## Directions
Every entry below must appear again, exactly as written.

Begin Material shown

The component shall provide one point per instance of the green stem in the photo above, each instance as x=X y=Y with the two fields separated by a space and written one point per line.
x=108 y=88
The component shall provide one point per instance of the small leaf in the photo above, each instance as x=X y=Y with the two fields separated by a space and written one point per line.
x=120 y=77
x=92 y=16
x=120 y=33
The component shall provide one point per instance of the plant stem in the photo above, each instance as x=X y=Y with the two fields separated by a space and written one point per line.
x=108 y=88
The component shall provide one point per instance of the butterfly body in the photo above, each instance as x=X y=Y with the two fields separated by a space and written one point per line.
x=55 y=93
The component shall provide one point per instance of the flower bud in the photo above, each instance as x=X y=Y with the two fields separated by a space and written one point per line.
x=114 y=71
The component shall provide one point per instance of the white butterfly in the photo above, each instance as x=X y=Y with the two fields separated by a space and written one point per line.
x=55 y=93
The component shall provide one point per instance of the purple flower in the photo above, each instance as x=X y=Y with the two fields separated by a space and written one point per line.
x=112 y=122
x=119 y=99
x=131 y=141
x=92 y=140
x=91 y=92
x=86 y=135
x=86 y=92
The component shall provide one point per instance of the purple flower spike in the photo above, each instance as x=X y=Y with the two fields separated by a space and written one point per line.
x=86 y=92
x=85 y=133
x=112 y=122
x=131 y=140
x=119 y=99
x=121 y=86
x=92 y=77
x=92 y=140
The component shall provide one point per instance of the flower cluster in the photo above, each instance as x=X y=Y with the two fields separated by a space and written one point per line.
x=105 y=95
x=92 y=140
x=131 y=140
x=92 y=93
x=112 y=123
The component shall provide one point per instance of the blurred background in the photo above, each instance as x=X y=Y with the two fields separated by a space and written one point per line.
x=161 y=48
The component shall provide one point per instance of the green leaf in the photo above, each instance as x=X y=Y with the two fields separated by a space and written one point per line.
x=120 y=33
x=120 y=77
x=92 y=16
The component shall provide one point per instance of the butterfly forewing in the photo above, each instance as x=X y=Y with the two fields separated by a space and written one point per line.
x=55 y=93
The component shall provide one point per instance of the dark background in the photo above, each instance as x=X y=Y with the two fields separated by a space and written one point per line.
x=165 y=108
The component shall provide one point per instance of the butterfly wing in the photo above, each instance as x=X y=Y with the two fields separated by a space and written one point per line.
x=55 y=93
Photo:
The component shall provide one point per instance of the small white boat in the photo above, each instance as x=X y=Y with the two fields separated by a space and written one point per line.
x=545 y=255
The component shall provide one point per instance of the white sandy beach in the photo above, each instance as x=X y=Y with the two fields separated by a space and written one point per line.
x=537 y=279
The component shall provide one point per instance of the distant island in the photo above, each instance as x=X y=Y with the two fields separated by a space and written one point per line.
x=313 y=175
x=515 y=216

End Material shown

## Response
The component shall provide one point per instance of the green stem in the photo above, each instance as x=X y=Y with the two fields separated by a space and written one point per line.
x=108 y=88
The component shall provide one point per instance of the small leaf in the photo above, each instance as x=X y=Y with the two fields separated by a space and written one point per line.
x=120 y=77
x=92 y=16
x=120 y=33
The component shall provide one point per instance of the plant stem in the photo above, each instance as x=X y=Y with the two fields separated by a space and written one point per line.
x=108 y=88
The component shall provide one point per instance of the butterfly body in the photo above, each instance as x=X y=Y with the two fields separated by a space and written one point per line.
x=55 y=93
The component shall provide one point per instance of the flower bud in the photo above, each instance as x=X y=Y with the two fields separated by a space and written one point per line.
x=114 y=71
The component shall provide one point per instance of the white butterfly in the photo above, each instance as x=X y=Y with the two fields separated by a space and written one point per line.
x=55 y=93
The component shall provide one point per instance of the purple flower in the photo above, each instance as x=X y=Y with the two fields separated by a space and written one point per line.
x=112 y=122
x=119 y=99
x=131 y=141
x=92 y=140
x=91 y=92
x=86 y=135
x=86 y=92
The component shall provide one point per instance of the purple flower spike in the photo above, each instance as x=X y=Y with the two fields separated by a space and written one point per line.
x=86 y=92
x=85 y=133
x=112 y=122
x=131 y=140
x=119 y=99
x=121 y=86
x=92 y=77
x=92 y=140
The component shall provide one point per instance of the flower cluster in the photo above, each instance as x=X y=Y with the two fields separated by a space and written one point per line.
x=105 y=95
x=92 y=140
x=131 y=140
x=92 y=93
x=112 y=123
The component shall provide one point per instance of the blurred background in the photo above, each instance as x=X y=Y with the two fields separated by a space and written one point per line.
x=161 y=48
The component shall provide one point per instance of the green leaf in the photo above, each instance as x=X y=Y with the two fields separated by a space and written one point per line.
x=120 y=33
x=120 y=77
x=92 y=16
The component shall provide one point per instance of the butterfly forewing in the photo above, each instance as x=X y=Y with the two fields separated by a space and written one point per line.
x=55 y=93
The component shall provide one point per instance of the dark background in the photo above, each instance as x=X y=Y with the two fields separated by a space and written one point per line.
x=165 y=108
The component shall provide one point per instance of the butterfly wing in the photo above, each instance as x=X y=Y with the two fields separated by a space and written one point per line.
x=55 y=93
Photo:
The component shall provide one point per instance of the small white boat in the photo above, each instance as x=X y=Y with the two fields separated by a space and written one point per line.
x=545 y=255
The component shall provide one point per instance of the white sandy beach in the photo above, each instance as x=X y=Y with the two fields separated by a space and written one point per line.
x=537 y=279
The component shall provide one point per instance of the distant island in the photo above, each instance as x=X y=Y with the two fields separated by a space and written one point per line.
x=313 y=175
x=515 y=216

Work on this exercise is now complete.